IL TUO COMPITO:
Ricopia dall'articolo sul boom degli investimenti il brano che comincia con "04 Agosto 2025" e prosegue fino a "circa il 3%.".

TESTO FORNITO:
--------
Capex Boom: Opportunità o Bolla?
04 Agosto 2025 _ News

Quella appena conclusa è stata, per la prima volta dopo molto tempo, una settimana di “risk off” con gli indici azionari globali in calo di circa il 3%.
I mercati hanno iniziato a fare i conti con una narrativa meno ottimistica, nonostante il proseguimento di una stagione degli utili positiva.
A pesare sul sentiment è stato un mix di dati macroeconomici che ha fatto riaffiorare timori di stagflazione: mentre il mercato del lavoro e la spesa per i consumi, due pilastri della domanda interna, hanno mostrato segnali evidenti di indebolimento. In particolare hanno colpito i dati molto deboli sul mercato del lavoro con le buste paga per il settore non agricolo uscite a 73.000 al di sotto delle attese di 104.000 con una revisione a ribasso dei dati di maggio e giugno di ben 258.000 posti di lavoro. A complicare ulteriormente il quadro, venerdì Trump ha licenziato la responsabile delle statistiche sull’occupazione, accusandola di aver fornito dati errati.
--------
Voci di annotazione delle regioni:
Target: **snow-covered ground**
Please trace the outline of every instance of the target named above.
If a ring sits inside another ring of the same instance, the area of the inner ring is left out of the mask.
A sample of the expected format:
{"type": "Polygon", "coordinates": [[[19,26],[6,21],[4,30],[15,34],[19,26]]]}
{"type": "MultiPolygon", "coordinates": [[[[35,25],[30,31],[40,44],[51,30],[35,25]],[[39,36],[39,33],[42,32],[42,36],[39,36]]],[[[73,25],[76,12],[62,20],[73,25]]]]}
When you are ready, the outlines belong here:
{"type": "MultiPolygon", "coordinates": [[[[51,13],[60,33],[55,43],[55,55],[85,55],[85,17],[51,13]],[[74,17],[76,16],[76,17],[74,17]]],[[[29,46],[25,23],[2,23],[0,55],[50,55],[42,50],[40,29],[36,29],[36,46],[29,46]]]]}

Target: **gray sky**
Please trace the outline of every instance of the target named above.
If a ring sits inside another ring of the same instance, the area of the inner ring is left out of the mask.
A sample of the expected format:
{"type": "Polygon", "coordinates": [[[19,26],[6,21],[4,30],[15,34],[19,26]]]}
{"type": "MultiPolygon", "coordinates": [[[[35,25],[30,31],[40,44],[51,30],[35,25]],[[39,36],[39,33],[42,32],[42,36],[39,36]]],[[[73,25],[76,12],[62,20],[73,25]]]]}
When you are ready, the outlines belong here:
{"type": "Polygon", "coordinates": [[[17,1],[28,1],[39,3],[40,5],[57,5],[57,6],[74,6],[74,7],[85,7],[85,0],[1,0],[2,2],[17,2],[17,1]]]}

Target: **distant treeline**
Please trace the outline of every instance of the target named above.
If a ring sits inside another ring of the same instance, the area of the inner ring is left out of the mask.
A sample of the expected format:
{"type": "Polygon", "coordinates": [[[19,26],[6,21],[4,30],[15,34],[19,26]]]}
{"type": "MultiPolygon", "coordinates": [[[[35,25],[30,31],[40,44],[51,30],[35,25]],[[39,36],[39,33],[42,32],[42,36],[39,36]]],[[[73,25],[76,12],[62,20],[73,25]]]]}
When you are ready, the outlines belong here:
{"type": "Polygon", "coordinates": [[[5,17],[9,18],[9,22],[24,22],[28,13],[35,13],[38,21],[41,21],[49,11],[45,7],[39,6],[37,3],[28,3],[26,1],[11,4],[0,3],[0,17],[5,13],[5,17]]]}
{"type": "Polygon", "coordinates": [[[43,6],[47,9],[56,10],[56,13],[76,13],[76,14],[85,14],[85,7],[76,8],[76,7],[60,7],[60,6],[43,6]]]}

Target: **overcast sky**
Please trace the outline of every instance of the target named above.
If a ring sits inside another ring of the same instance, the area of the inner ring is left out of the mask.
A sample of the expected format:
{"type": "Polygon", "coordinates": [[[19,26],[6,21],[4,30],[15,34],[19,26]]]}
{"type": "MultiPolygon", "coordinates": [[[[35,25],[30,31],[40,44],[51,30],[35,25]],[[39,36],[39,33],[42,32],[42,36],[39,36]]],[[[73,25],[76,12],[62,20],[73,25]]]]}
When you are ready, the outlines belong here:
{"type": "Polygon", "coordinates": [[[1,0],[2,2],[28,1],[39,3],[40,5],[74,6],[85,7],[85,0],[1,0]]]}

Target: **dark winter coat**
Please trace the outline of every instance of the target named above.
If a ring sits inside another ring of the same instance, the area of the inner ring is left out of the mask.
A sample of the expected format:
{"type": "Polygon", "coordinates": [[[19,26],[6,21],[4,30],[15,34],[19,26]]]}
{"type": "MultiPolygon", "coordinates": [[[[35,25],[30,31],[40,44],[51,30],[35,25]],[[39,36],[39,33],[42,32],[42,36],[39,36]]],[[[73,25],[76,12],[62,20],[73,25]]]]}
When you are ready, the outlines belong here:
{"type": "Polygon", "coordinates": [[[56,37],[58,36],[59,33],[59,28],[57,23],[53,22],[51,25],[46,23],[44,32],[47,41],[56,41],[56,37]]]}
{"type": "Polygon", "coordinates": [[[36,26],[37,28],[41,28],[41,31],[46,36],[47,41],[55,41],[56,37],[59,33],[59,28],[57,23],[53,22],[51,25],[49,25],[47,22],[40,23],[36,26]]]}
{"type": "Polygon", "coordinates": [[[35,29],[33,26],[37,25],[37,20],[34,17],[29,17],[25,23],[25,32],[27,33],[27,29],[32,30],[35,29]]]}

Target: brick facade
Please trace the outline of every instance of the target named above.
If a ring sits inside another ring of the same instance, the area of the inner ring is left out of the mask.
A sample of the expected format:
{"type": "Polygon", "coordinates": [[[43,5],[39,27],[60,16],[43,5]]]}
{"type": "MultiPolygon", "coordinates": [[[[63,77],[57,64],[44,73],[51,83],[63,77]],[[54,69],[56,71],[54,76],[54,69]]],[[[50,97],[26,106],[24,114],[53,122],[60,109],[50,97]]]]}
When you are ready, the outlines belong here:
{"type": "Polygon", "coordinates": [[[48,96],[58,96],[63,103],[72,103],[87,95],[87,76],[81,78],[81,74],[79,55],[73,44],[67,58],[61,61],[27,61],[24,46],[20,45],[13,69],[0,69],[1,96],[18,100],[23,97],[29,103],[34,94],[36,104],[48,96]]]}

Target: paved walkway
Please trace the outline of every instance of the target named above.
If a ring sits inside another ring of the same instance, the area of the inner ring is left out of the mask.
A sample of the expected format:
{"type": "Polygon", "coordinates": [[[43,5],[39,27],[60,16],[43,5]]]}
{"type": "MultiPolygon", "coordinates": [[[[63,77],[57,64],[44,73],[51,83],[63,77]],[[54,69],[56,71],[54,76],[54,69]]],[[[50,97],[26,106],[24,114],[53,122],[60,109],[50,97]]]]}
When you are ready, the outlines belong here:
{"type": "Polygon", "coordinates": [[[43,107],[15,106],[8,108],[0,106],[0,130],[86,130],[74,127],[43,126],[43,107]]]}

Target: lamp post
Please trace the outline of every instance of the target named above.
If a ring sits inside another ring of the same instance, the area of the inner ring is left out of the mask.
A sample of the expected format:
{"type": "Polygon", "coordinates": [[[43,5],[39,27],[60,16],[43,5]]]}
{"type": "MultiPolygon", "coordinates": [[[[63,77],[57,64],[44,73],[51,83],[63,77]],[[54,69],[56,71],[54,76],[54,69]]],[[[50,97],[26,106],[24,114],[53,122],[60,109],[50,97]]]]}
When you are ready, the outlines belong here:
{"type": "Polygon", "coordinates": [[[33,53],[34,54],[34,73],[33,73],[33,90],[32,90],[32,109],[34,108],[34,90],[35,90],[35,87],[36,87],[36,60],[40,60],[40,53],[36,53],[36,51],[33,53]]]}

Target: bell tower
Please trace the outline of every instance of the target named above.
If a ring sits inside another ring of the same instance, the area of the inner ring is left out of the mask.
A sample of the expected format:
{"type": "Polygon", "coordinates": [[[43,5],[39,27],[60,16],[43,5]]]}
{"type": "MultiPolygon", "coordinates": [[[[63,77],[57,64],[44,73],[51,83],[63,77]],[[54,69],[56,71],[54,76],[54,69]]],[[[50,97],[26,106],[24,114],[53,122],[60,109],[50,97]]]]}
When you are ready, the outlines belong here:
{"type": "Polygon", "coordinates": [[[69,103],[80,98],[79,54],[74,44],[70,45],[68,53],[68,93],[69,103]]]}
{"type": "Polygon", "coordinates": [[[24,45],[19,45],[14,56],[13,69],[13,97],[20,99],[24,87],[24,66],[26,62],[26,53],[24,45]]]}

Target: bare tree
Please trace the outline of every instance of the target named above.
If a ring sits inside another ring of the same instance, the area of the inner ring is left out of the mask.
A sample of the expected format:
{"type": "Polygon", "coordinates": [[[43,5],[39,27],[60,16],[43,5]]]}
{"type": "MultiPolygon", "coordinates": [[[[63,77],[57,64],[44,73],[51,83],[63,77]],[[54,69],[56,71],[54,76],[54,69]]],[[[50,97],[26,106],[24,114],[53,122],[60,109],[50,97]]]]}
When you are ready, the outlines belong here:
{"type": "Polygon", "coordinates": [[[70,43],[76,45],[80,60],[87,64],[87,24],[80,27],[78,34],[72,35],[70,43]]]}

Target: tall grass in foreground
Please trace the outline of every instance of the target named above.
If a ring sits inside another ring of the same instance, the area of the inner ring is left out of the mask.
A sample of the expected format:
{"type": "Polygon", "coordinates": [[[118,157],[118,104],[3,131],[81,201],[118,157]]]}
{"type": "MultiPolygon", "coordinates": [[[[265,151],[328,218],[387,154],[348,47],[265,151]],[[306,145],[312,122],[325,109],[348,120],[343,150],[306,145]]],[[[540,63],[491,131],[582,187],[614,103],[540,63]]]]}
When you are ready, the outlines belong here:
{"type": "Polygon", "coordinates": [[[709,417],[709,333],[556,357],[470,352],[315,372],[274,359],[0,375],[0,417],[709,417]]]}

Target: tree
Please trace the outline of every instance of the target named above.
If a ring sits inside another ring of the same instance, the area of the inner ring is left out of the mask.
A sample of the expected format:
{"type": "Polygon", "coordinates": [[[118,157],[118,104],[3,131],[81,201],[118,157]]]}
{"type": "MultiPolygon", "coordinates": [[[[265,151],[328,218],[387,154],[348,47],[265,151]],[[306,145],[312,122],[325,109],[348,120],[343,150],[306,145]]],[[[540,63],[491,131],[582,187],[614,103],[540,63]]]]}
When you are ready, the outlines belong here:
--------
RISULTATO CORRETTO:
04 Agosto 2025 _ News

Quella appena conclusa è stata, per la prima volta dopo molto tempo, una settimana di “risk off” con gli indici azionari globali in calo di circa il 3%.